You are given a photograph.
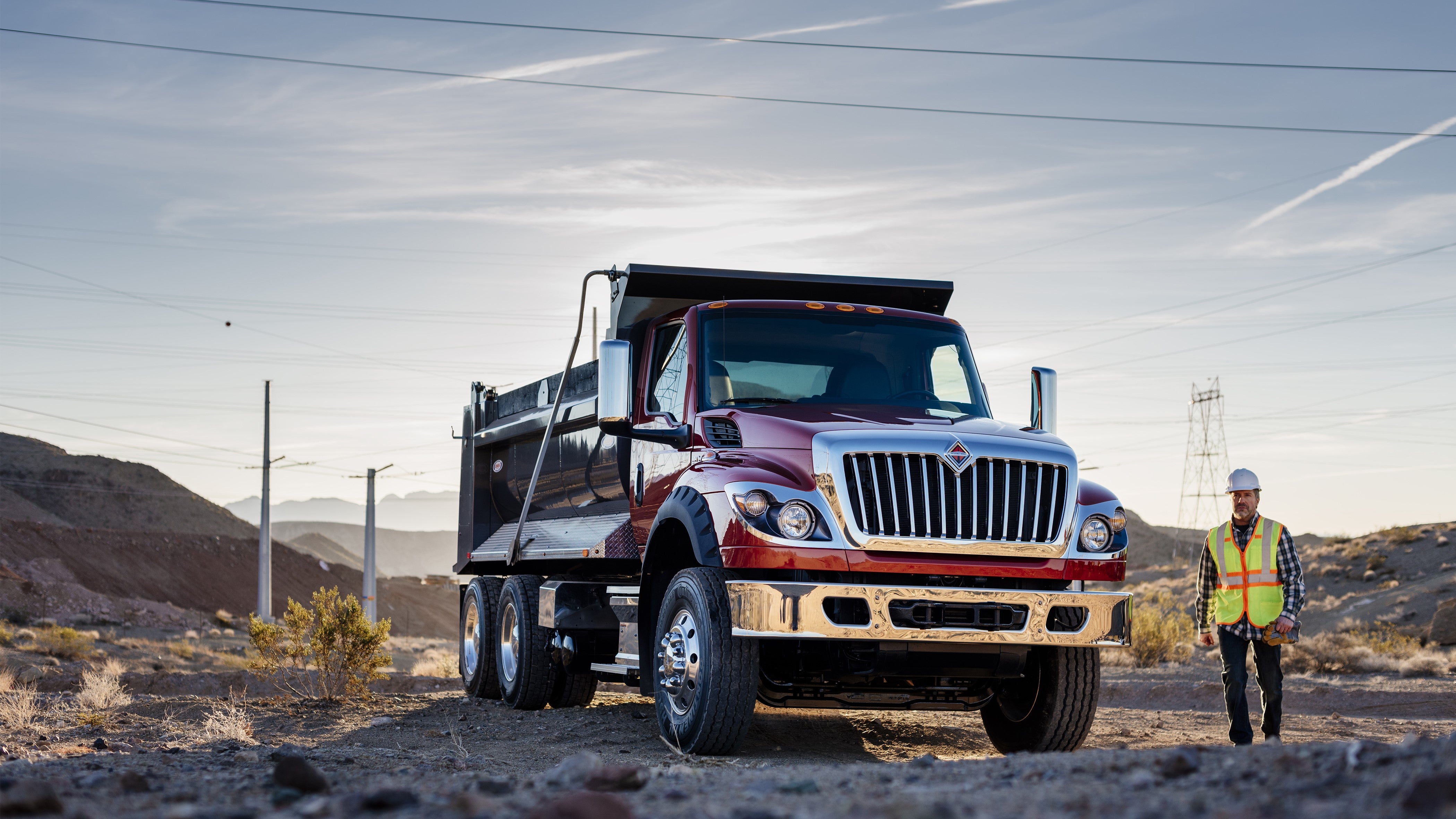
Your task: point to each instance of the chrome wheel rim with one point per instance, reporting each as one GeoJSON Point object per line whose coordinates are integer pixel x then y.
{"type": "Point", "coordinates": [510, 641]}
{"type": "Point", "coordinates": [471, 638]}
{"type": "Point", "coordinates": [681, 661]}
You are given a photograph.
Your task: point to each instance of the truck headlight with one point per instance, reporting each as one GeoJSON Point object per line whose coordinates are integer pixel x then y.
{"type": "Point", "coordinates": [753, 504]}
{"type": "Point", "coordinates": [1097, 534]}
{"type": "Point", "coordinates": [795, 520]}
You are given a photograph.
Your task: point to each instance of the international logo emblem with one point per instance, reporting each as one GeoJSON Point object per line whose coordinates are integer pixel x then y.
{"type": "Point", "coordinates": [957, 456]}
• • • • •
Exercise brief: With the pictures left out, output all the entries exactly.

Response area:
You are given a photograph.
Your task: point to each instance of the chrome wheel rim with one point per instance, reporting each as one GeoJSON Point object per line whose coordinates are integer pixel x then y.
{"type": "Point", "coordinates": [510, 641]}
{"type": "Point", "coordinates": [471, 638]}
{"type": "Point", "coordinates": [681, 661]}
You are given a photograph.
Your task: point to each instance of the truck headlight with one point per instance, reporting each as one GeoJSON Point object per line whose coordinates are integer pixel x then y.
{"type": "Point", "coordinates": [753, 504]}
{"type": "Point", "coordinates": [1097, 534]}
{"type": "Point", "coordinates": [795, 520]}
You are given a photograph.
Your task: point to each instance of the international logo emblem with one point per instance, reporting each as one GeoJSON Point object per line whose coordinates are integer pixel x then y.
{"type": "Point", "coordinates": [957, 456]}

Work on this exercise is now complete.